● **To be done**: Nothing but the lines from the one containing "the refrigeration unit on truck" through the last line should be written out, please, exactly as they stand.

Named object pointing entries
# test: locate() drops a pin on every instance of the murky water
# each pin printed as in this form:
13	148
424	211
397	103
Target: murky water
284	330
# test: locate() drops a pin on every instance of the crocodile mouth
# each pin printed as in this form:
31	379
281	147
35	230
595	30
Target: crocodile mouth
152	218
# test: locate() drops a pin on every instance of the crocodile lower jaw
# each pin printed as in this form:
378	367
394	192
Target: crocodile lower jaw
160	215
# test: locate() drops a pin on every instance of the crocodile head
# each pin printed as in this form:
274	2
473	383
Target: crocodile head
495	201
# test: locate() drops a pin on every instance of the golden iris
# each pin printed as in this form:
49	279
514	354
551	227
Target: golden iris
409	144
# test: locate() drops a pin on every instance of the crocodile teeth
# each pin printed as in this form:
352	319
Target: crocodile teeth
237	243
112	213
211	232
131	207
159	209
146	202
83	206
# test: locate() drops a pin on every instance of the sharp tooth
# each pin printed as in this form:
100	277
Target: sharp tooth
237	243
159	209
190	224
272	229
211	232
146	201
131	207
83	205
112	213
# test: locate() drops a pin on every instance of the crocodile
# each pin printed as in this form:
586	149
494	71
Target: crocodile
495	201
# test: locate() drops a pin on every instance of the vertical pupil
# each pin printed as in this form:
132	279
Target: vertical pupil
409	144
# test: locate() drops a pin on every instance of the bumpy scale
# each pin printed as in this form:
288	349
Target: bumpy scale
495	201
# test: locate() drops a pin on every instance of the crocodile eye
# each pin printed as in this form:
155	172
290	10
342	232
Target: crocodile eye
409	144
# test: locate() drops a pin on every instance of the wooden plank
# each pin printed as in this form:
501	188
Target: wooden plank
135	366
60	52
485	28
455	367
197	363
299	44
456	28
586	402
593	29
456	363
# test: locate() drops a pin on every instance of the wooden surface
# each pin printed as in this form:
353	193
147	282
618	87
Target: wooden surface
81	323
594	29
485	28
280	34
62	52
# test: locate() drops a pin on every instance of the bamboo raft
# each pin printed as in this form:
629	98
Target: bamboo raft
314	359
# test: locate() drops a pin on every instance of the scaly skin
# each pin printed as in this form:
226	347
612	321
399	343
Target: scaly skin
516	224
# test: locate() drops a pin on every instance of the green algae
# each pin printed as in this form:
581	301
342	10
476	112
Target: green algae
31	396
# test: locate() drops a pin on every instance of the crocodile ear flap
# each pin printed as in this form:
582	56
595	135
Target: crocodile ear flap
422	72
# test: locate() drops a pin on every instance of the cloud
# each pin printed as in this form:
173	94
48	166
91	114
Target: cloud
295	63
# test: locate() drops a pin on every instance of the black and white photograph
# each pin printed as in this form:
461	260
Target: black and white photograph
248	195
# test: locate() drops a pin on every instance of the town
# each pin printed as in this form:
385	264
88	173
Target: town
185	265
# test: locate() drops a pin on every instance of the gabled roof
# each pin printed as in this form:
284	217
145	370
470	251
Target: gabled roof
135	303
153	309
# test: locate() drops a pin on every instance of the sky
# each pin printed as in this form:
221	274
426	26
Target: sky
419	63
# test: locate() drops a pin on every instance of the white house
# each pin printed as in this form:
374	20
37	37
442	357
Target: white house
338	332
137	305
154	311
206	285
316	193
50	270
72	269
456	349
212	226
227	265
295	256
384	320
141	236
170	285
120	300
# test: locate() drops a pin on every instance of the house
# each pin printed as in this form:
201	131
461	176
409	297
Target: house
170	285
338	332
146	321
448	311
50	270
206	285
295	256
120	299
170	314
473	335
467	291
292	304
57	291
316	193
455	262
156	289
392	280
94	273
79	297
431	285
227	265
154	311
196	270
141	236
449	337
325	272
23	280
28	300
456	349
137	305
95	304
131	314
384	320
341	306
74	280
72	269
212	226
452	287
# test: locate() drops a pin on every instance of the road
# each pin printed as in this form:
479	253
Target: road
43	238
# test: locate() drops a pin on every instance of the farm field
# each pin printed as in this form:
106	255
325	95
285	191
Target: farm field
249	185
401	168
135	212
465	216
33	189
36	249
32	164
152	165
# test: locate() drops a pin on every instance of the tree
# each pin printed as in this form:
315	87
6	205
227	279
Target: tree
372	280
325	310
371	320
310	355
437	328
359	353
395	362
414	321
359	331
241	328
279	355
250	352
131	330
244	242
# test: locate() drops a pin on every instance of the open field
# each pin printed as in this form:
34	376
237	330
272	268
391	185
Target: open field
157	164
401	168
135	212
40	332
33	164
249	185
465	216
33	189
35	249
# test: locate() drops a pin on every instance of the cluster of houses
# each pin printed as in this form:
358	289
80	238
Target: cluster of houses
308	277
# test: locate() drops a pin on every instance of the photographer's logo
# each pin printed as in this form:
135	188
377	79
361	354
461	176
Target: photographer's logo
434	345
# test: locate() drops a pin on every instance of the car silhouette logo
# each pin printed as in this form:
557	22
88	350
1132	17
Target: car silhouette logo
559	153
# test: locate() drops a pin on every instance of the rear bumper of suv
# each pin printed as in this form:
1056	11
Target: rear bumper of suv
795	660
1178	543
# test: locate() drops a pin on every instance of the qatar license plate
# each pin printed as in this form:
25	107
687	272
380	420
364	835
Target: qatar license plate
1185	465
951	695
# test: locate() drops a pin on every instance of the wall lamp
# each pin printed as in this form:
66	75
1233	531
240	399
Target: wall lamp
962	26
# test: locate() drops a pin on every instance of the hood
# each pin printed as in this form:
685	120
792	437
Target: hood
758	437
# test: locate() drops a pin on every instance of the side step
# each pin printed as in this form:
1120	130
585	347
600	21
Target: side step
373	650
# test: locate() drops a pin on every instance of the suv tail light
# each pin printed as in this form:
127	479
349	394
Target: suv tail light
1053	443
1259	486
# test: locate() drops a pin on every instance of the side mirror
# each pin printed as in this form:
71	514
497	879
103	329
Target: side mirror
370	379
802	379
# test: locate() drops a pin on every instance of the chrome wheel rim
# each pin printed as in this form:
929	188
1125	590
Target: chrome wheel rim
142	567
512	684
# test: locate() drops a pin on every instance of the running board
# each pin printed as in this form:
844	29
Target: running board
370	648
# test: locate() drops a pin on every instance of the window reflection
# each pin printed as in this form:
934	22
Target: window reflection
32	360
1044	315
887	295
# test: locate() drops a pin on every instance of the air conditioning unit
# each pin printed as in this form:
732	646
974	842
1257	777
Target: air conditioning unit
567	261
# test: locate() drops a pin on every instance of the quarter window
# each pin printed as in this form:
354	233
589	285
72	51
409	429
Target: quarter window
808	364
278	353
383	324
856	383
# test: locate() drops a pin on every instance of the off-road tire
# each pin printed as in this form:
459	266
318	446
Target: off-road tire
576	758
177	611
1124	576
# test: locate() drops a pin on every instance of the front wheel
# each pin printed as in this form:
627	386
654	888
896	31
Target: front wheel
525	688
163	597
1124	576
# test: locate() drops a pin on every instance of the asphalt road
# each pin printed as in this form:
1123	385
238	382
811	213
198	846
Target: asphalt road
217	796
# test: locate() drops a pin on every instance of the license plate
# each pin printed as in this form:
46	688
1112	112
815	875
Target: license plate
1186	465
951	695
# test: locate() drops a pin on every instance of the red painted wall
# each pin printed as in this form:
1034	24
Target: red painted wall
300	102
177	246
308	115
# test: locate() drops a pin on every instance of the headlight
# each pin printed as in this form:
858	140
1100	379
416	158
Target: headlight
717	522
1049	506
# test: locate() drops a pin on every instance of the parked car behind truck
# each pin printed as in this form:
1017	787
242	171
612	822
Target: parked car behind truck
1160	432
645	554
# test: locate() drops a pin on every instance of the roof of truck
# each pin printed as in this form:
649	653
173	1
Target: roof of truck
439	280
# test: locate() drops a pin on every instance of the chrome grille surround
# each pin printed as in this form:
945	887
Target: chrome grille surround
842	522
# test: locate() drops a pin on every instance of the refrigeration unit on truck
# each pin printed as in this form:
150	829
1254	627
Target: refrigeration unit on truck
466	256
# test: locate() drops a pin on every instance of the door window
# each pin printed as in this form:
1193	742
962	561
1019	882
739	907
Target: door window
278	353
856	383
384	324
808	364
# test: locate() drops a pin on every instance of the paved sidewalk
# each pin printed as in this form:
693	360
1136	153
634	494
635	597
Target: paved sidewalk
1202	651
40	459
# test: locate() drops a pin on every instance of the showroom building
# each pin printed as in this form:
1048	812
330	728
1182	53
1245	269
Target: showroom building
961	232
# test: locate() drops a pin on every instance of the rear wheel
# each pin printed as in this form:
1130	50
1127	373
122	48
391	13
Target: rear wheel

● **Output for this exercise**:
# test: locate() drops a pin on every instance of the refrigeration unit on truck
# each pin printed as in this form:
150	829
1254	627
Target: refrigeration unit on truck
466	256
# test: locate() drops a pin on every instance of the door window
# each pin printed as in this form:
1193	742
962	561
1019	882
739	907
Target: door window
278	353
856	383
384	324
808	364
# test: locate() drops a pin on every instance of the paved sidewalk
# each pin printed as in this form:
693	360
1136	153
634	494
635	597
Target: paved sidewalk
1202	651
40	459
# test: locate() drops a pin on every instance of the showroom building
# each pin printed as in this form:
1048	812
330	728
1182	53
1245	269
Target: showroom building
961	232
# test: locate() drops a pin on every instance of the rear wheel
# each pin printed as in this form:
1130	50
1127	373
122	48
391	13
Target: rear wheel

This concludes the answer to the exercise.